Problem details: Turn every line of the data below into a numbered list, skipping any blank lines.

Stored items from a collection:
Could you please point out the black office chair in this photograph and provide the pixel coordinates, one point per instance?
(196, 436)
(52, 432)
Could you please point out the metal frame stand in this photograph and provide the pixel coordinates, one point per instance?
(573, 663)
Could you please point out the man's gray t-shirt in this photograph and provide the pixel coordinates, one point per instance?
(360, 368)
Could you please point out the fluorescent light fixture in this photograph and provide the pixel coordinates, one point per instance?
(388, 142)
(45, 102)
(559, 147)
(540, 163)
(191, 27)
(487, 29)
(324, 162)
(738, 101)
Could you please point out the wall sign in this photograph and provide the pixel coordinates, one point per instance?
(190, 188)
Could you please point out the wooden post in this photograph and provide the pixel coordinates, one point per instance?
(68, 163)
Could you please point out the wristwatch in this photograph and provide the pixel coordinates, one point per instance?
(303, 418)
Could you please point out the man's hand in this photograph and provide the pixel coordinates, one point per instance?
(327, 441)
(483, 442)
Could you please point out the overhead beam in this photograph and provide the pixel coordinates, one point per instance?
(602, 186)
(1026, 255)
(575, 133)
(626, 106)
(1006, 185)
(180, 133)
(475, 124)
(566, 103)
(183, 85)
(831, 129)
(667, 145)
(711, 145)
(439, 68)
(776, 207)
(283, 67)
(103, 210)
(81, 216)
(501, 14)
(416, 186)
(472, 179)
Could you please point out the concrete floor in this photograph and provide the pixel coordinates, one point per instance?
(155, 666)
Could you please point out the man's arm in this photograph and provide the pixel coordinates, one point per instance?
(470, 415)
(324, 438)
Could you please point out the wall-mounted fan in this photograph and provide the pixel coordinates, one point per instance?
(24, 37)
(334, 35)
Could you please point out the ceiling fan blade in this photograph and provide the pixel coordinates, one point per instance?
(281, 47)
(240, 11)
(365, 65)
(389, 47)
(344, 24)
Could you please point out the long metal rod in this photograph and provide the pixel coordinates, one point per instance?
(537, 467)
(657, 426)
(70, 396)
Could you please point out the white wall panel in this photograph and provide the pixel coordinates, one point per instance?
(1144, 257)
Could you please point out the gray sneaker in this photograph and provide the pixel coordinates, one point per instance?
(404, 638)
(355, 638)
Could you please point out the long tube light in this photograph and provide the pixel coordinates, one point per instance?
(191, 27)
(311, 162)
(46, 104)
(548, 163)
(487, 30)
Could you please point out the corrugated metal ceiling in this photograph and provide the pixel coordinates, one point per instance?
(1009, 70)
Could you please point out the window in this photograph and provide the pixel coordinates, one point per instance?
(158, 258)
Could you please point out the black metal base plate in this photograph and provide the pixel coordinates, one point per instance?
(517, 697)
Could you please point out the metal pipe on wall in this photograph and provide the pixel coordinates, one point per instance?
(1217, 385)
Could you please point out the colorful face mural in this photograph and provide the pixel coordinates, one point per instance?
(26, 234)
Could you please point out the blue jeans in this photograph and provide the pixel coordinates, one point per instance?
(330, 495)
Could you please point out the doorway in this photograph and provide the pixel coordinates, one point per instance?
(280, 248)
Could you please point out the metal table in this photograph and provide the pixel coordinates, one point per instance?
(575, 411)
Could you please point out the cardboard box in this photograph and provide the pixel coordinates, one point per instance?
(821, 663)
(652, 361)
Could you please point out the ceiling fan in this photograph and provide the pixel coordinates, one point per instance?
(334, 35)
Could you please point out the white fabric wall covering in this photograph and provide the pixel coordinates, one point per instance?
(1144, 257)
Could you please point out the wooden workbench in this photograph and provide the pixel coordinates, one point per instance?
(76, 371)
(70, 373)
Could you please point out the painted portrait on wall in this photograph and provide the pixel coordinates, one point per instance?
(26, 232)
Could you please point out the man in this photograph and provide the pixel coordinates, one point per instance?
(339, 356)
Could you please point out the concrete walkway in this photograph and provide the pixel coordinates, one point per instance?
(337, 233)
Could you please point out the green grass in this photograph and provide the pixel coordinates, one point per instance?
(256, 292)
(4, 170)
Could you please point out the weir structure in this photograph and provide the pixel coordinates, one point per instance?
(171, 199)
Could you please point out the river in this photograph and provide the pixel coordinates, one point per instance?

Expected output:
1. Could you please point out the black office chair in this photograph and provide the pixel coordinates, one point per instance?
2. (196, 436)
3. (52, 432)
4. Could you please point out the metal frame stand in this photograph and provide the pixel coordinates, one point per instance?
5. (573, 663)
6. Could you please point out the man's gray t-shirt in this photograph and provide the pixel coordinates, one point per instance?
7. (360, 368)
8. Could you please point out the fluorescent light fixture in this photograph and provide the pixel coordinates, one point per instance?
9. (388, 142)
10. (45, 102)
11. (559, 147)
12. (540, 163)
13. (191, 27)
14. (487, 29)
15. (324, 162)
16. (738, 101)
17. Could you please point out the wall sign in this photograph and provide the pixel coordinates, one point per instance?
18. (190, 188)
19. Could you please point out the wooden post in this photograph and provide the pixel coordinates, one point per instance?
20. (68, 163)
21. Could you please point out the wristwatch in this photograph and provide the pixel coordinates, one point per instance?
22. (303, 418)
23. Could you please point out the man's hand in this photograph and provide the pixel coordinates, one point per instance?
24. (327, 441)
25. (483, 442)
26. Could you please point out the overhead beam in this photograph and provide the pixel coordinates, one point per instance?
27. (602, 186)
28. (1026, 255)
29. (575, 133)
30. (626, 106)
31. (1006, 185)
32. (180, 133)
33. (475, 124)
34. (566, 103)
35. (183, 85)
36. (831, 129)
37. (667, 145)
38. (711, 145)
39. (439, 68)
40. (776, 207)
41. (283, 67)
42. (103, 210)
43. (81, 216)
44. (501, 14)
45. (416, 186)
46. (472, 179)
47. Could you please point out the concrete floor in this photograph and provide the pixel coordinates, one point per instance?
48. (155, 666)
49. Could you please point out the man's arm in this photograph and provide the pixel coordinates, one point per instance?
50. (470, 415)
51. (324, 438)
52. Could you please point out the wall-mounted fan in this photograph and provide the pixel coordinates, one point per instance?
53. (24, 37)
54. (334, 35)
55. Could you please point out the ceiling fan blade in this photograph and provide the pixel coordinates, one point per instance?
56. (281, 47)
57. (240, 11)
58. (365, 65)
59. (389, 47)
60. (344, 24)
61. Could you please point out the long metal rod in this photograph and provide the pixel coordinates, one point per instance?
62. (537, 467)
63. (657, 426)
64. (70, 396)
65. Could you please point out the white wall panel in this photograph and provide the pixel coordinates, one point per instance?
66. (1144, 257)
67. Could you please point out the gray sneaker in this photograph and provide the pixel coordinates, one point per instance?
68. (404, 638)
69. (355, 638)
70. Could you please point out the long tube light in this photograph and provide the pixel coordinates, one point per instance?
71. (191, 27)
72. (311, 162)
73. (46, 104)
74. (548, 163)
75. (487, 30)
76. Could you please point out the corrugated metal ceiling in this photograph and provide the pixel coordinates, one point per instance?
77. (1009, 70)
78. Could you please point out the window in this photograph and provide the pixel coordinates, one point per instance?
79. (158, 258)
80. Could you please point out the black metal base plate in this photograph and provide the pixel coordinates, one point per instance?
81. (517, 697)
82. Could you please point out the metal pipe on wall in this photograph and provide the pixel coordinates, one point per instance?
83. (1217, 385)
84. Could you please point out the colorful face mural in this photograph and provide the pixel coordinates, one point per instance?
85. (26, 234)
86. Could you please point out the blue jeans in this photograph and provide the pixel coordinates, one point per instance?
87. (330, 495)
88. Could you please point out the doorway in this photograph and provide the pixel coordinates, one point per instance?
89. (280, 248)
90. Could you please point out the metal table in this photograph and provide the pixel coordinates, one point per instance?
91. (575, 411)
92. Could you please point out the cardboard box in this photograph and provide the pixel coordinates, one point per instance?
93. (821, 663)
94. (652, 361)
95. Could you please point out the ceiling fan in this photograph and provide the pixel coordinates, one point per instance?
96. (334, 35)
97. Could you please point out the white fabric wall covering in this photograph and provide the pixel coordinates, one point per instance?
98. (1144, 257)
99. Could you please point out the wooden workbench in this photograph and provide the pixel coordinates, one point per instance?
100. (76, 371)
101. (70, 373)
102. Could you please point out the painted portrait on wall in this photograph and provide the pixel coordinates, one point per instance?
103. (26, 232)
104. Could you please point out the man in this photograph and provide the pixel coordinates, one point per instance?
105. (339, 356)
106. Could you please point out the concrete walkway in this photograph and provide the pixel coordinates, one point per instance?
107. (337, 233)
108. Could you please point out the green grass in this photograph and provide the pixel coordinates, one point per instance?
109. (256, 292)
110. (4, 170)
111. Could you please point out the weir structure in this photograph and provide the pixel coordinates, one point per instance?
112. (171, 199)
113. Could you please point out the river in this photograph and provide the pixel coordinates, one point per instance?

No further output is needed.